WRITTEN INSTRUCTION |
Copy every line of the records below word for word, leaving out the pictures.

SUPPLIED RECORDS |
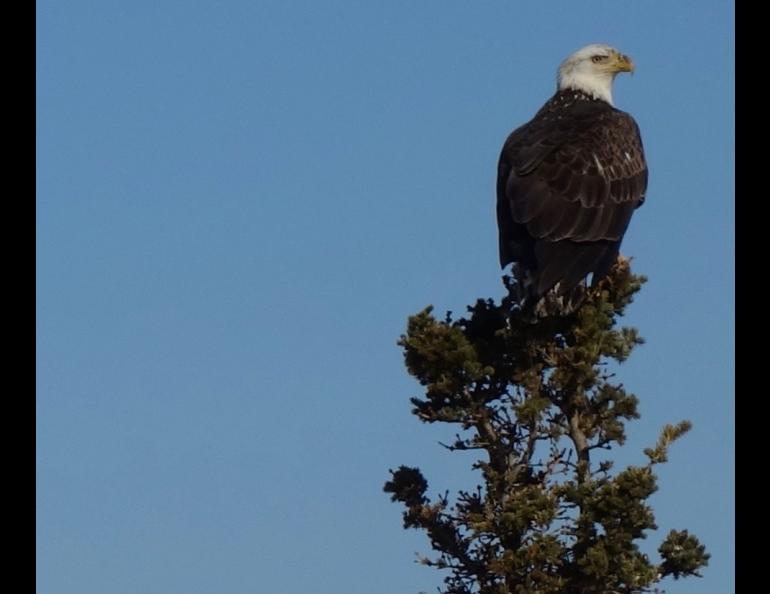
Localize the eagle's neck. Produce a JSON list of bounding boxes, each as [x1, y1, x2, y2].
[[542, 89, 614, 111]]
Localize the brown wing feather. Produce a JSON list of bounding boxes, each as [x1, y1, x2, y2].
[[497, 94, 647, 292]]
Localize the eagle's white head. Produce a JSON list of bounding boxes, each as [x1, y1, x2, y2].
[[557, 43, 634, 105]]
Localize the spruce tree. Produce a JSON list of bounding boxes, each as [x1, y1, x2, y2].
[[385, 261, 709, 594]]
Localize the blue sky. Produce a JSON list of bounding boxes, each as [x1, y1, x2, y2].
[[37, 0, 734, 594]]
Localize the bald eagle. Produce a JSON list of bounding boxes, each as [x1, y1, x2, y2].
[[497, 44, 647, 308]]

OUTPUT FOR THIS EXERCISE |
Localize the eagle's neck. Produce a JSON list of bounding boxes, each as [x1, y1, x2, y2].
[[542, 89, 614, 111]]
Localize the brown wing feather. Produce a JSON list of bounding boxes, each as [x1, y1, x2, y2].
[[497, 94, 647, 292]]
Localize the eagle's white head. Produce a JSON list of bounding boxes, each as [x1, y1, x2, y2].
[[557, 43, 634, 105]]
Localize the spruce tree. Produce a JSON list of bounding boxes, each as [x1, y1, x2, y2].
[[385, 261, 709, 594]]
Localize the blue sky. Produce a JSON list of bounding boxes, each as [x1, y1, x2, y2].
[[37, 0, 734, 594]]
Localize the bald eagle. Produce a JSON list of bounding boxes, each as [x1, y1, x2, y2].
[[497, 44, 647, 308]]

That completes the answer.